ИСХОДНЫЙ ТЕКСТ:
════

6. В соответствии с тем что ожидается быстрое завершение событий, Япония должна, не колеблясь, принять решение о начале военных действий против Советов. Если Япония предпримет действия уже после того, как СССР потерпит полное поражение, то это нанесет Японии и моральный и политический ущерб.
7. Быстрое поражение Советского Союза, и особенно его поражение в результате нанесения Японией удара с Востока, полностью изолирует Америку и сделает для нее совершенно бессмысленным выступление на стороне Англии»65.
На открывшемся в тот же день очередном заседании координационного комитета Мацуока, сославшись на полученный правительством меморандум Риббентропа, вновь призывал немедленно выступить против СССР. Заседание проходило в острых дебатах. Руководители флота были готовы согласиться с доводами Мацуока, но руководители армии, на плечи которой легла бы главная ответственность за ведение войны против СССР, предпочли занять более осторожную позицию и настаивали на сохранении уже одобренного проекта 66. В конце концов было принято решение сохранить проект 28 июня и передать его на обсуждение и утверждение конференции в присутствии императора.
Эта конференция, состоявшаяся 2 июля, утвердила проект без каких-либо поправок, и он вступил в силу как утвержденная императором официальная «Программа государственной политики империи в соответствии с изменениями в обстановке»67.

════

ПЕРЕЧЕНЬ ЗАПИСЕЙ:
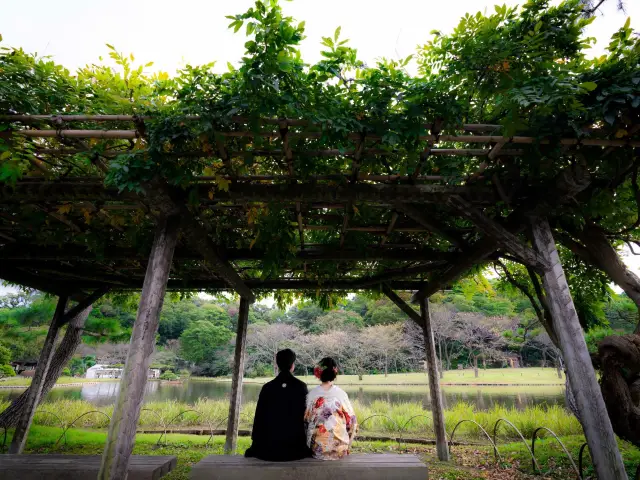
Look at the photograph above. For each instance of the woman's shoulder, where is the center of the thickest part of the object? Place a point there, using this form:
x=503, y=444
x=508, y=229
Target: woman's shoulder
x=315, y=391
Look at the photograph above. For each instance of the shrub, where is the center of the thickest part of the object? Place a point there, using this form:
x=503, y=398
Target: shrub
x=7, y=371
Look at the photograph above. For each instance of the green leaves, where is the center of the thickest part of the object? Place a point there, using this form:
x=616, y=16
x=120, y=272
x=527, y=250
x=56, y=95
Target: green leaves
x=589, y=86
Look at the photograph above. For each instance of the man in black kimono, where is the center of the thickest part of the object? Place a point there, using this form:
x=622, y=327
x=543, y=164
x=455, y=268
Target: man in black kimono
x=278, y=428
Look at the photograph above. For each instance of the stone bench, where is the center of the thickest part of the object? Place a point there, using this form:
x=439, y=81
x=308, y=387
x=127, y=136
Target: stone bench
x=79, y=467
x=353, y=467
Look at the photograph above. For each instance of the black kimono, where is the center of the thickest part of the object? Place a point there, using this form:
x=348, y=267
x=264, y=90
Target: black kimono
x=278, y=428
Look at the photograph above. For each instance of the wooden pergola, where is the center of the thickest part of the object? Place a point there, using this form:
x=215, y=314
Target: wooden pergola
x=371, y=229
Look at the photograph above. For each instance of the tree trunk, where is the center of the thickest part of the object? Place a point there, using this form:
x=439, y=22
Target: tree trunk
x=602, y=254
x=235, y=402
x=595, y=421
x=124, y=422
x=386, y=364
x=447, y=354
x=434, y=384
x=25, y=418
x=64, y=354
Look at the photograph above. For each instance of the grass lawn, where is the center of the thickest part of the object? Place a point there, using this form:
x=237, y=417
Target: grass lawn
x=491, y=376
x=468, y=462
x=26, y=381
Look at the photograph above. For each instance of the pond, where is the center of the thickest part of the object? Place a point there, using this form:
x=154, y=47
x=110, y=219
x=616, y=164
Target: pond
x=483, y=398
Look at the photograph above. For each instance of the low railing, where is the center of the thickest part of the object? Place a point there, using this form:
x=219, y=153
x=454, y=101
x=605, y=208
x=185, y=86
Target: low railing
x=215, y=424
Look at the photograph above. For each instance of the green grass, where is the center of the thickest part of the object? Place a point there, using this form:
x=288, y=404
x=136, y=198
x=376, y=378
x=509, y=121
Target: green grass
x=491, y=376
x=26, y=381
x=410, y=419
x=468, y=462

════

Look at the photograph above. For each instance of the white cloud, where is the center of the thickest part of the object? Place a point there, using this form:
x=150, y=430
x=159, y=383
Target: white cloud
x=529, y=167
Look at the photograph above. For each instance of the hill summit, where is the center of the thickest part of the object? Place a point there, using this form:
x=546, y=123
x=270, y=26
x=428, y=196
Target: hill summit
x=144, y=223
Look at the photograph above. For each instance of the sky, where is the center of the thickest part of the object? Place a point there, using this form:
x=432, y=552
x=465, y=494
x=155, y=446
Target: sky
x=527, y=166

════

СПИСОК ЗАДАЧ:
1) Возьмите из исходного текста часть, которая начинается со слов «На открывшемся в» и заканчивается словами «в присутствии императора.», и приведите её, заменив «координационного комитета» на «координационного совета».
2) Перепишите, пожалуйста, без изменений часть записей, которая начинается со строки, содержащей «Look at the photograph above. For each instance of the woman's», и заканчивается строкой, содержащей «x=315, y=391», включая обе эти строки.
Записи никак не связаны с исходным текстом.

ОТВЕТЫ:
1)
На открывшемся в тот же день очередном заседании координационного совета Мацуока, сославшись на полученный правительством меморандум Риббентропа, вновь призывал немедленно выступить против СССР. Заседание проходило в острых дебатах. Руководители флота были готовы согласиться с доводами Мацуока, но руководители армии, на плечи которой легла бы главная ответственность за ведение войны против СССР, предпочли занять более осторожную позицию и настаивали на сохранении уже одобренного проекта 66. В конце концов было принято решение сохранить проект 28 июня и передать его на обсуждение и утверждение конференции в присутствии императора.

2)
Look at the photograph above. For each instance of the woman's shoulder, where is the center of the thickest part of the object? Place a point there, using this form:
x=503, y=444
x=508, y=229
Target: woman's shoulder
x=315, y=391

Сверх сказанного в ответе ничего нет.